-- PROBLEM STATEMENT --
Isolate every line in the data with the string "grassy" and copy it.

::: TASK INPUTS :::

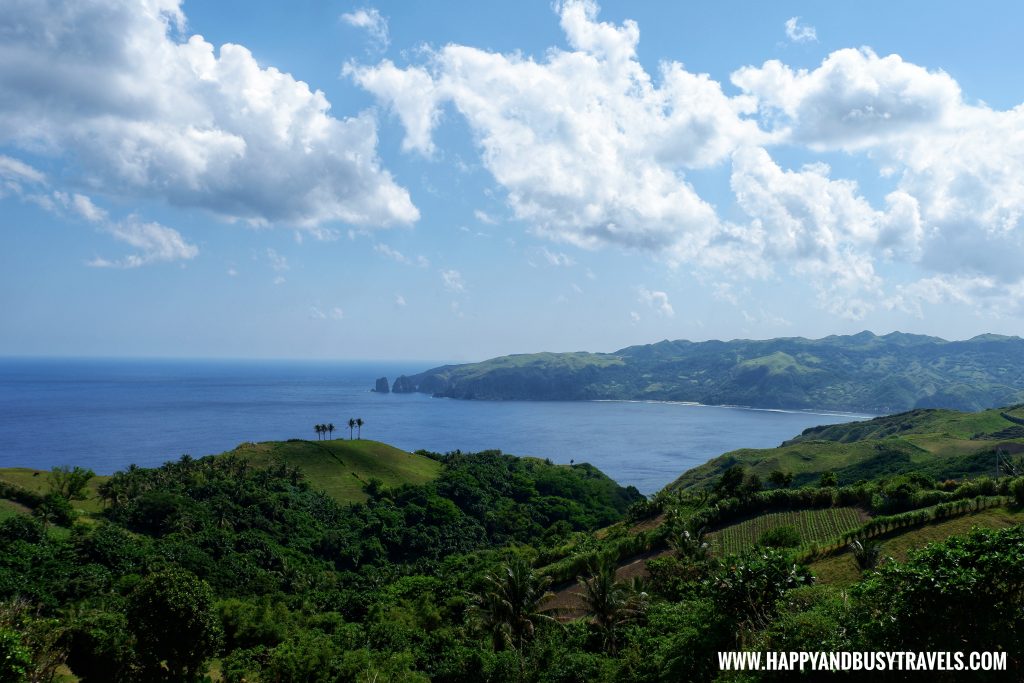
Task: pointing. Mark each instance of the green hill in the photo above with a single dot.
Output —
(340, 468)
(862, 372)
(940, 443)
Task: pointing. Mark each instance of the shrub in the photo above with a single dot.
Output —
(780, 537)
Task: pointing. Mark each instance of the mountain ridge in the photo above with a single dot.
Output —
(862, 372)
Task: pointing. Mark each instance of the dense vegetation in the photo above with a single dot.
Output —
(863, 372)
(939, 443)
(239, 567)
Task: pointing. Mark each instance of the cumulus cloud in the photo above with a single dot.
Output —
(373, 23)
(592, 150)
(799, 33)
(656, 300)
(557, 259)
(278, 262)
(957, 168)
(589, 148)
(853, 100)
(153, 242)
(133, 107)
(453, 281)
(392, 254)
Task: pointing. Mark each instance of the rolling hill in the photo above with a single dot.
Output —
(862, 372)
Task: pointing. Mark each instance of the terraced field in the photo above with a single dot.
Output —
(820, 525)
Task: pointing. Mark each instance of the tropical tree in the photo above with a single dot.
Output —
(70, 483)
(509, 607)
(866, 554)
(609, 602)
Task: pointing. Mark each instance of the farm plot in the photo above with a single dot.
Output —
(820, 525)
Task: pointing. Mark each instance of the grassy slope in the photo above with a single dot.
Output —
(37, 480)
(338, 467)
(341, 468)
(820, 525)
(942, 443)
(841, 568)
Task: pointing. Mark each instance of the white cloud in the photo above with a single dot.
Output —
(557, 259)
(484, 217)
(116, 92)
(588, 147)
(278, 262)
(155, 243)
(373, 22)
(393, 254)
(800, 33)
(453, 281)
(656, 300)
(853, 100)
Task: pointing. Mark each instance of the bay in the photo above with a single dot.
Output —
(107, 414)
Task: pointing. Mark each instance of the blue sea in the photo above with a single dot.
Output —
(107, 414)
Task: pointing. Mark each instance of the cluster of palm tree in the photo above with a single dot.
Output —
(326, 431)
(515, 601)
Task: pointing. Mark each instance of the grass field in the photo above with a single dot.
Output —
(37, 480)
(340, 468)
(841, 568)
(10, 508)
(939, 443)
(820, 525)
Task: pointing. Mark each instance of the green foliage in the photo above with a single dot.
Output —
(70, 482)
(828, 479)
(175, 626)
(780, 537)
(15, 658)
(964, 594)
(508, 608)
(748, 587)
(864, 372)
(1017, 491)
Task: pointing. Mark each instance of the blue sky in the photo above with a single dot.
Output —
(457, 180)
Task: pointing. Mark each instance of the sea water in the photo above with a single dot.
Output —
(107, 414)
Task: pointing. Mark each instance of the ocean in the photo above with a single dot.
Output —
(108, 414)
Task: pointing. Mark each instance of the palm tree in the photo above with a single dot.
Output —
(607, 600)
(509, 608)
(866, 554)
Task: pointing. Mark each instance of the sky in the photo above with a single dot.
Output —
(458, 180)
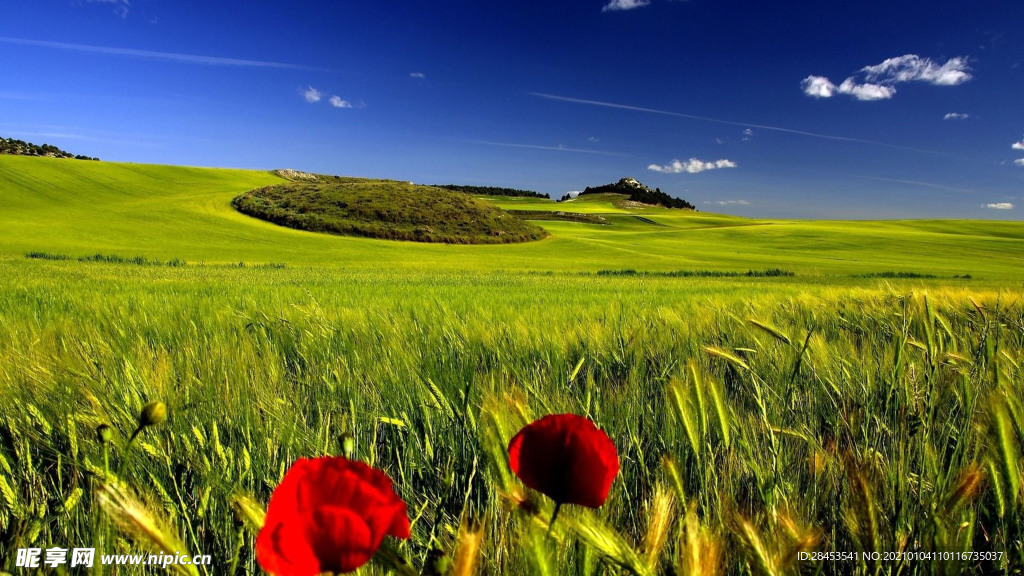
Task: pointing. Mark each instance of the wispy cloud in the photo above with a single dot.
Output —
(911, 68)
(336, 101)
(821, 87)
(311, 94)
(878, 82)
(552, 148)
(615, 5)
(728, 202)
(120, 6)
(148, 54)
(692, 166)
(730, 122)
(916, 182)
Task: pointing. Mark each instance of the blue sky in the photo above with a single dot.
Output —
(840, 110)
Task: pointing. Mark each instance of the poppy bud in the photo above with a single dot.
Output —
(437, 564)
(347, 445)
(153, 413)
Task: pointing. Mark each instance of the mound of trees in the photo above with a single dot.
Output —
(22, 148)
(494, 191)
(639, 193)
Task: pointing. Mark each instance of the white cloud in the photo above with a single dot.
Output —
(866, 91)
(692, 166)
(312, 94)
(818, 87)
(878, 82)
(911, 68)
(336, 101)
(821, 87)
(625, 5)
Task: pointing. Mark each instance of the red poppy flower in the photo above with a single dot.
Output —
(329, 515)
(566, 457)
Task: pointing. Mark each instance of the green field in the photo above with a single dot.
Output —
(163, 212)
(755, 417)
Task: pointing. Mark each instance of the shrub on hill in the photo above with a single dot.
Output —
(495, 191)
(639, 193)
(385, 209)
(22, 148)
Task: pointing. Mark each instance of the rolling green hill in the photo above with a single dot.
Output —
(166, 212)
(385, 209)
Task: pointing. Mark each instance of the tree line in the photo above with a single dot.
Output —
(494, 191)
(22, 148)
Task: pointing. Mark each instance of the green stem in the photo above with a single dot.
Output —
(554, 516)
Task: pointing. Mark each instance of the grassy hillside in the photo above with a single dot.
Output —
(167, 212)
(385, 209)
(754, 417)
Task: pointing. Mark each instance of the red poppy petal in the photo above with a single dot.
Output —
(284, 550)
(342, 540)
(566, 457)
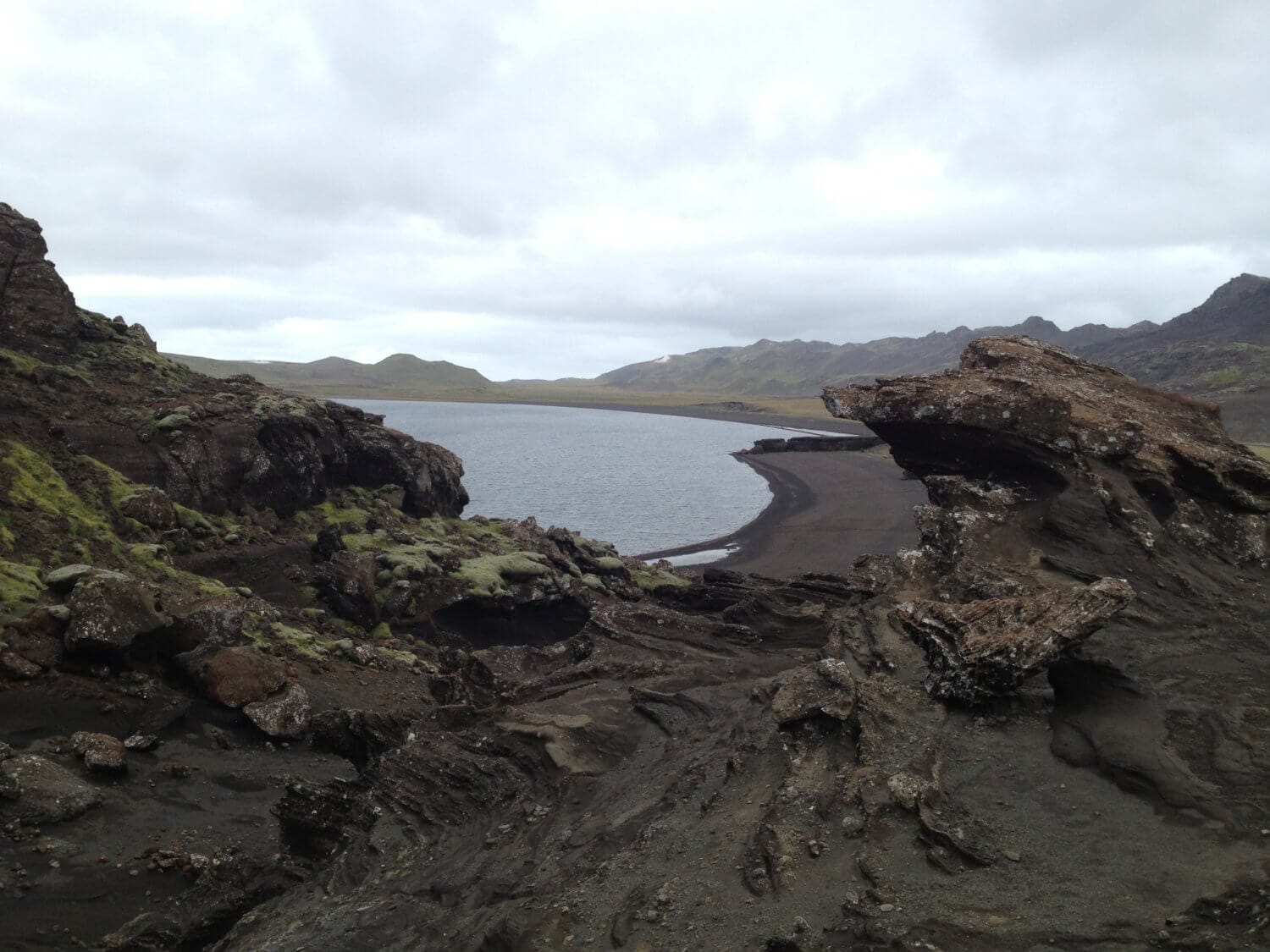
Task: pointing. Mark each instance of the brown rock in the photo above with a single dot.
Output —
(216, 621)
(347, 583)
(983, 649)
(152, 508)
(17, 668)
(108, 612)
(1018, 410)
(234, 675)
(46, 792)
(825, 687)
(101, 751)
(37, 310)
(284, 715)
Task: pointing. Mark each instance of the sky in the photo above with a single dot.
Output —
(549, 190)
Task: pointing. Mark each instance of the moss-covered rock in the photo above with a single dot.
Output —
(19, 589)
(492, 574)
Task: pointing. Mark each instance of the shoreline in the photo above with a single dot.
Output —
(790, 495)
(698, 411)
(827, 509)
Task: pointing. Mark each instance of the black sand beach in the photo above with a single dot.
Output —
(827, 509)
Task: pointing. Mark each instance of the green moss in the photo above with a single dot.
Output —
(35, 482)
(489, 575)
(652, 579)
(334, 515)
(23, 363)
(19, 589)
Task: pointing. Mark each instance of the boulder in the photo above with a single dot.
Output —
(234, 675)
(825, 687)
(150, 507)
(37, 310)
(216, 621)
(284, 715)
(63, 579)
(46, 791)
(101, 751)
(980, 650)
(1021, 411)
(108, 612)
(347, 583)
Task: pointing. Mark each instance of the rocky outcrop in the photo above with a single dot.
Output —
(211, 444)
(37, 310)
(45, 792)
(1019, 411)
(108, 612)
(234, 675)
(284, 715)
(810, 444)
(980, 650)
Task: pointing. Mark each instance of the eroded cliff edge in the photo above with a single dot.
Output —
(334, 718)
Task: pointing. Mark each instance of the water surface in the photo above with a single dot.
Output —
(642, 482)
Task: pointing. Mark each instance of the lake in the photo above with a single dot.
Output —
(642, 482)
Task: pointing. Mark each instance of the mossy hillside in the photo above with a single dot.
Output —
(20, 589)
(650, 579)
(493, 574)
(32, 482)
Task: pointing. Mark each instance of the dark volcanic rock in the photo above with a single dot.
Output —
(46, 792)
(347, 581)
(1031, 414)
(216, 621)
(37, 310)
(826, 687)
(213, 444)
(284, 715)
(980, 650)
(152, 508)
(101, 751)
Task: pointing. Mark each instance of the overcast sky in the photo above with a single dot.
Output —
(561, 188)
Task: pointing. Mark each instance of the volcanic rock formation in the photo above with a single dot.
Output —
(356, 721)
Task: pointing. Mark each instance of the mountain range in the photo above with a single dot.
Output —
(1217, 352)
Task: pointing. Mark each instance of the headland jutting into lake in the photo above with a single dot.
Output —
(263, 688)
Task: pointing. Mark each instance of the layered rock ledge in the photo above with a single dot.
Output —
(261, 688)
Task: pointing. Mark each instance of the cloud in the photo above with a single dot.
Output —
(560, 188)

:::

-- ANSWER SECTION --
Task: pointing. Mark each instance of the grassy slope in the photo above with a single dot.
Task: pointing. Mark each instance of the grassy hillside in the photo above with a single dot.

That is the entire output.